# DOCUMENT
>>>>>
To make these changes, you must first implement the custom View and Renderers and ensure they are available in the plugins directory specified in your project configuration (plugins/ by default). Note that you can use a subdirectory and standard python submodule notation, but you must include an __init__.py file in your custom package. By default, when you run great_expectations init, Great Expectations creates placeholder directories for your custom views, renderers, and CSS stylesheets within the plugins directory. If you wish, you may save your custom views and renderers in an alternate location however, any CSS stylesheets must be saved to plugins/custom_data_docs/styles.

Scaffolded directory tree:

plugins
└── custom_data_docs
    ├── renderers
    ├── styles
    │   └── data_docs_custom_styles.css
    └── views

When you are done with your implementations, your plugins/ directory has the following structure:

plugins
└── custom_data_docs
    ├── renderers
        ├── __init__.py
        ├── custom_table_renderer.py
        └── custom_expectation_suite_page_renderer.py
    ├── styles
    │   └── data_docs_custom_styles.css
    └── views
        ├── __init__.py
        └── custom_expectation_suite_view.py

For Data Docs to use your custom Views and Renderers when compiling your local Data Docs site, you must specify where to use them in the data_docs_sites section of your project configuration.
<<<<<
# DATA EXTRACT
>>>>>
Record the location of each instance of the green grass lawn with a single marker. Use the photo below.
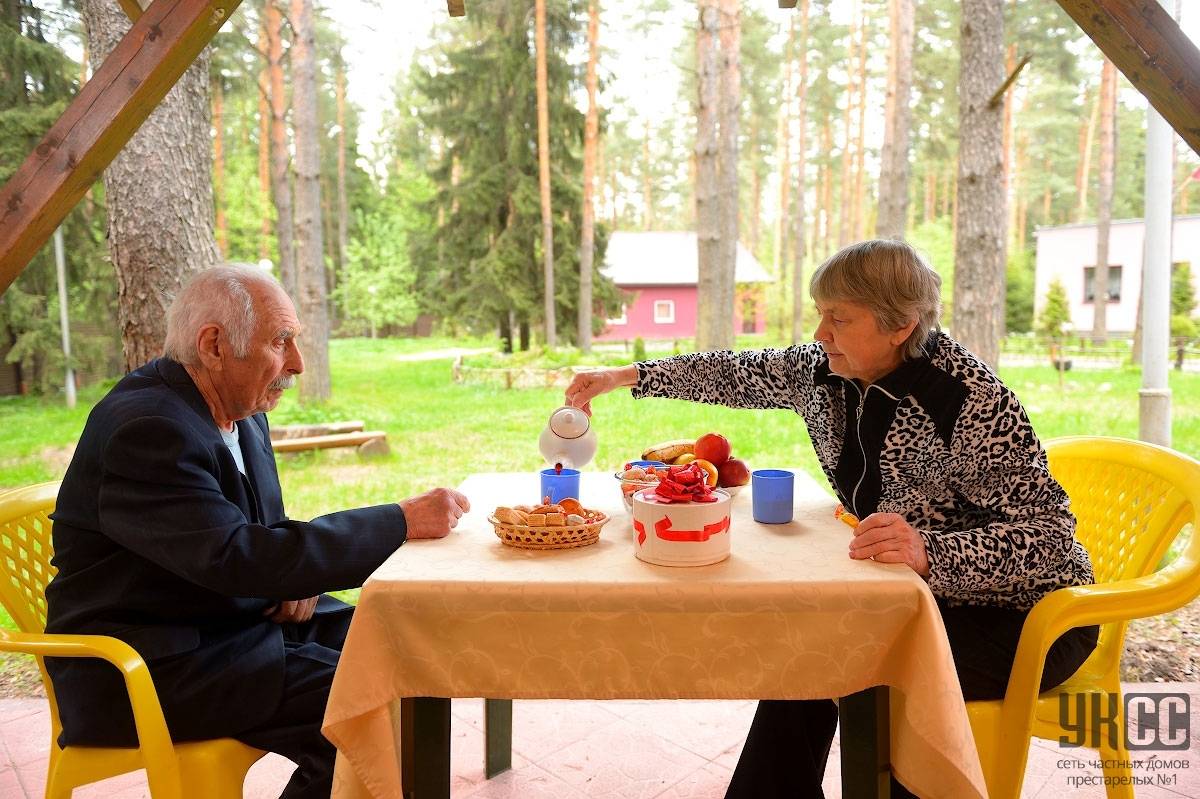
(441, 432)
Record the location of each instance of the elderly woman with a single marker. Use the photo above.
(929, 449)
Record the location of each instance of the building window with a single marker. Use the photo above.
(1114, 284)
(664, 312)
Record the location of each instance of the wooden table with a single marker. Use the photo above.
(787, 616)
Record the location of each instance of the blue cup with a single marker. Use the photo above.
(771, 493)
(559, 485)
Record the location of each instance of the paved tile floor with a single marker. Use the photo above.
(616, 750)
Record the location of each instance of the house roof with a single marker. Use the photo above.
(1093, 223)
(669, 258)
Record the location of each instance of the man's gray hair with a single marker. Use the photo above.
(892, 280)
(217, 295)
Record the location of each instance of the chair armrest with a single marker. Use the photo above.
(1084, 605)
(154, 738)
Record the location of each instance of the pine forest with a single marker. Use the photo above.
<<<<<
# TASK 1
Answer these from the plugins text:
(a) Where must any CSS stylesheets be saved?
(b) What file must you include in a custom package?
(c) In which section of the project configuration must you specify where to use the custom Views and Renderers?
# TASK 2
Please write out the plugins text word for word, from "For Data Docs" up to and including "your project configuration.".

# CORRECT OUTPUT 1
(a) plugins/custom_data_docs/styles
(b) An __init__.py file
(c) The data_docs_sites section

# CORRECT OUTPUT 2
For Data Docs to use your custom Views and Renderers when compiling your local Data Docs site, you must specify where to use them in the data_docs_sites section of your project configuration.